**TASK DETAILS**
Starting with the first line, output the data exactly, through to the last line.

────────────────

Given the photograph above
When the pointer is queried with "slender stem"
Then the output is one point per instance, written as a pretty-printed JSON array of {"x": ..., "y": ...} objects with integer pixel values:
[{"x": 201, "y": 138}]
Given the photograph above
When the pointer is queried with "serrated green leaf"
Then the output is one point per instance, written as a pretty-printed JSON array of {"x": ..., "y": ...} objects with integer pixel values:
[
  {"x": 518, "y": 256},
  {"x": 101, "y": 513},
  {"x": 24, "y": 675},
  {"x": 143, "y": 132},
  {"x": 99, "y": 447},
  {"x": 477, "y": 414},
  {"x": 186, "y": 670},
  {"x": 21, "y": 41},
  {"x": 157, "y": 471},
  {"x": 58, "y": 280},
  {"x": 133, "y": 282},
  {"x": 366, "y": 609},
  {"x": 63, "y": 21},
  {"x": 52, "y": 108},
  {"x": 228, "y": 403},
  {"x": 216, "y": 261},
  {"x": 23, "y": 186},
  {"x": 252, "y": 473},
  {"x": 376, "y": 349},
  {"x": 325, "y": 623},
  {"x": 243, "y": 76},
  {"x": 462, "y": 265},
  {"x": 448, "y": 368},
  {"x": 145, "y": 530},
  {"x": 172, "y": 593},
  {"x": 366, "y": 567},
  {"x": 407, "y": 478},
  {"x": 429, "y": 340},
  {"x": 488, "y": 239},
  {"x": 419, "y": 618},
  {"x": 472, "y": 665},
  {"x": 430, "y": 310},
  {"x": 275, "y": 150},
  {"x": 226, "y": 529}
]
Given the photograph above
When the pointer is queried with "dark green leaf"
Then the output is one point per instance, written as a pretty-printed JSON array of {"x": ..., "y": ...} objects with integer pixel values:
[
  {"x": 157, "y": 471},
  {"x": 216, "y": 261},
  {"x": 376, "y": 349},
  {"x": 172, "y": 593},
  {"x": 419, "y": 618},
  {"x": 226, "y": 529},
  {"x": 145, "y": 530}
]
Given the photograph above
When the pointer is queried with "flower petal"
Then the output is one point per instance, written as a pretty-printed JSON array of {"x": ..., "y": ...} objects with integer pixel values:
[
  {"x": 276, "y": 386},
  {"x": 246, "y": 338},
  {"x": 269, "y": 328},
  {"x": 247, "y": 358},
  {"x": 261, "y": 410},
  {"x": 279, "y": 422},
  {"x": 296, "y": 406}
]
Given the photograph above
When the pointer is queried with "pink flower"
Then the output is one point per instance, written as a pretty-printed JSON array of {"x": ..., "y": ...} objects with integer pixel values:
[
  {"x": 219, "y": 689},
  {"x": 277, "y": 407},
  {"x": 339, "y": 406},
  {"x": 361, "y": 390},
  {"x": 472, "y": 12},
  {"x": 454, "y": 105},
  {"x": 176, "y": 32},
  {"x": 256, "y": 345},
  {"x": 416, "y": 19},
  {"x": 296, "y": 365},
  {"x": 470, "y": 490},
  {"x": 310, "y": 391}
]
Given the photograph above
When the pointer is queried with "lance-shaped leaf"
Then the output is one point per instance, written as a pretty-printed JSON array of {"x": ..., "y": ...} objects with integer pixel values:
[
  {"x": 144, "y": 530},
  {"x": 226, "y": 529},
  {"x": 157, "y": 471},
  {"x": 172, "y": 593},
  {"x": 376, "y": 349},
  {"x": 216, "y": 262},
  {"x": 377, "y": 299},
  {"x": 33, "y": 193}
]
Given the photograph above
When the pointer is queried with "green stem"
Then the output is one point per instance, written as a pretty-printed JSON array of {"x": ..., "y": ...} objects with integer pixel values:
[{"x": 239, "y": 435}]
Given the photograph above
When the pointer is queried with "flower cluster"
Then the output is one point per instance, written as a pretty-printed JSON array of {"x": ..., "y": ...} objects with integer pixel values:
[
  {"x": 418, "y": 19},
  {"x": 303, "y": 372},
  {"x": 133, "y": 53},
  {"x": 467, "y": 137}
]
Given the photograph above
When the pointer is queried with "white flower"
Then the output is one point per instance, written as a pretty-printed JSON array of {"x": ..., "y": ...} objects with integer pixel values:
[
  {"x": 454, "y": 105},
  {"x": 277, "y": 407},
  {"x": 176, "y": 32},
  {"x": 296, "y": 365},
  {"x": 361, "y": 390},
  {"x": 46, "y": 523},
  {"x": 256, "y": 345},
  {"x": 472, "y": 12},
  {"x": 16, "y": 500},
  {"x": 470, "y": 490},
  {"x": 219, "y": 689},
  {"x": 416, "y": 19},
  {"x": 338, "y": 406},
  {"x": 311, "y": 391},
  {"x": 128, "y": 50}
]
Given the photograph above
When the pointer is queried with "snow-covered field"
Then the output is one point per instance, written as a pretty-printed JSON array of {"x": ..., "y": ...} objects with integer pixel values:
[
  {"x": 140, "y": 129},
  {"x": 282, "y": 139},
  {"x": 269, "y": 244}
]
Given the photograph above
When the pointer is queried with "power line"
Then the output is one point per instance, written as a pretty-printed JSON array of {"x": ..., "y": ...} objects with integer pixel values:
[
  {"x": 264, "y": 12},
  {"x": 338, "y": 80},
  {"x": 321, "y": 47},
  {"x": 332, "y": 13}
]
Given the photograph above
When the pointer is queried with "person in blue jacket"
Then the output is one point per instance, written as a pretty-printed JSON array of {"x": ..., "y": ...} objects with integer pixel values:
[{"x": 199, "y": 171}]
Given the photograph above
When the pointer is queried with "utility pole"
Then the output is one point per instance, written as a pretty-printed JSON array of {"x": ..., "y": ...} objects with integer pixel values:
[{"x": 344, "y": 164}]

────────────────

**TASK SOLUTION**
Given the photograph above
When the pointer is queried with "slender stem"
Then the output is one point per instance, written as a pretty-printed JSON array of {"x": ..., "y": ...} objects with integer pixel values:
[{"x": 201, "y": 138}]
Given the photograph above
When the pointer is queried with "serrated green leaf"
Then the output is one point per instance, written as a pretty-printed JSON array of {"x": ..., "y": ...} objects with integer pixel values:
[
  {"x": 518, "y": 256},
  {"x": 101, "y": 513},
  {"x": 24, "y": 675},
  {"x": 143, "y": 132},
  {"x": 99, "y": 447},
  {"x": 477, "y": 414},
  {"x": 186, "y": 670},
  {"x": 21, "y": 41},
  {"x": 157, "y": 471},
  {"x": 58, "y": 280},
  {"x": 133, "y": 282},
  {"x": 366, "y": 609},
  {"x": 63, "y": 21},
  {"x": 52, "y": 108},
  {"x": 228, "y": 403},
  {"x": 216, "y": 261},
  {"x": 23, "y": 186},
  {"x": 252, "y": 473},
  {"x": 376, "y": 349},
  {"x": 325, "y": 623},
  {"x": 243, "y": 76},
  {"x": 462, "y": 265},
  {"x": 448, "y": 368},
  {"x": 145, "y": 530},
  {"x": 172, "y": 593},
  {"x": 366, "y": 567},
  {"x": 407, "y": 478},
  {"x": 429, "y": 340},
  {"x": 488, "y": 239},
  {"x": 419, "y": 618},
  {"x": 472, "y": 665},
  {"x": 430, "y": 310},
  {"x": 275, "y": 150},
  {"x": 226, "y": 529}
]
Given the photograph above
When the pointer is queried with "dark green leaf"
Then the output is one point per instance, written as a pretty-printed JSON array of {"x": ..., "y": ...} objects with integer pixel values:
[
  {"x": 157, "y": 471},
  {"x": 216, "y": 261},
  {"x": 376, "y": 349},
  {"x": 172, "y": 593},
  {"x": 419, "y": 618},
  {"x": 226, "y": 529},
  {"x": 145, "y": 530}
]
Given the photograph above
When the pointer is queried with "flower petal"
Then the output is one point per instance, written as a pretty-printed JSON array of {"x": ..., "y": ...} objects with integer pixel values:
[
  {"x": 276, "y": 386},
  {"x": 246, "y": 338},
  {"x": 269, "y": 328},
  {"x": 247, "y": 358},
  {"x": 261, "y": 410},
  {"x": 279, "y": 422},
  {"x": 296, "y": 406}
]
Given the photograph above
When the pointer is queried with "pink flower"
Then the output is one point per instance, written as a pretty-printed JSON array of {"x": ..., "y": ...} objects with integer pixel values:
[
  {"x": 219, "y": 689},
  {"x": 277, "y": 407},
  {"x": 339, "y": 406},
  {"x": 361, "y": 390},
  {"x": 472, "y": 12},
  {"x": 454, "y": 105},
  {"x": 176, "y": 32},
  {"x": 256, "y": 345},
  {"x": 416, "y": 19},
  {"x": 296, "y": 365},
  {"x": 470, "y": 490},
  {"x": 310, "y": 391}
]
Given the photograph above
When the pointer is queried with "lance-shaped leaf"
Then the output is one point per instance, written as a pretty-printed JSON array of {"x": ..., "y": ...} objects with integer pixel values:
[
  {"x": 144, "y": 530},
  {"x": 226, "y": 529},
  {"x": 157, "y": 471},
  {"x": 172, "y": 593},
  {"x": 376, "y": 349},
  {"x": 216, "y": 262},
  {"x": 377, "y": 299},
  {"x": 33, "y": 193}
]
Given the photograph above
When the pointer is queried with "green stem"
Then the output is one point per instance, written as a pretty-printed JSON array of {"x": ..., "y": ...} objects with integer pixel values:
[{"x": 239, "y": 435}]
Given the photograph above
When the pointer is queried with "flower cluster"
Then the output is one point per instance, written as a pretty-printed JSON array of {"x": ..., "y": ...} objects with integer pixel values:
[
  {"x": 418, "y": 19},
  {"x": 303, "y": 372},
  {"x": 133, "y": 53},
  {"x": 467, "y": 137}
]
Given the photograph above
When the pointer is queried with "white flower"
Then the output is one point per instance, written as a pretty-printed JSON array of {"x": ..., "y": ...} objects with integer pixel values:
[
  {"x": 454, "y": 105},
  {"x": 277, "y": 407},
  {"x": 176, "y": 32},
  {"x": 296, "y": 365},
  {"x": 361, "y": 390},
  {"x": 46, "y": 523},
  {"x": 256, "y": 345},
  {"x": 472, "y": 12},
  {"x": 16, "y": 500},
  {"x": 470, "y": 490},
  {"x": 219, "y": 689},
  {"x": 416, "y": 19},
  {"x": 338, "y": 406},
  {"x": 311, "y": 391},
  {"x": 128, "y": 50}
]
Given the photograph above
When the pointer is queried with "snow-covered field"
Then the output is one point per instance, written as a pretty-printed JSON array of {"x": ..., "y": ...} objects with integer pixel values:
[
  {"x": 140, "y": 129},
  {"x": 282, "y": 139},
  {"x": 269, "y": 244}
]
Given the photograph above
When the pointer is queried with "power line"
Then the output is one point per instance, written as a pretty-printed JSON array of {"x": ..., "y": ...} objects with integer pixel values:
[
  {"x": 264, "y": 12},
  {"x": 338, "y": 80},
  {"x": 321, "y": 47},
  {"x": 332, "y": 13}
]
Given the photograph above
When the pointer is queried with "person in blue jacket"
Then the output is one point per instance, written as a pretty-printed JSON array of {"x": ..., "y": ...} objects with integer pixel values:
[{"x": 199, "y": 171}]
Given the photograph above
When the pointer is queried with "utility pole"
Then the output is one point per instance, written as a pretty-printed JSON array of {"x": ..., "y": ...} objects with integer pixel values:
[{"x": 344, "y": 164}]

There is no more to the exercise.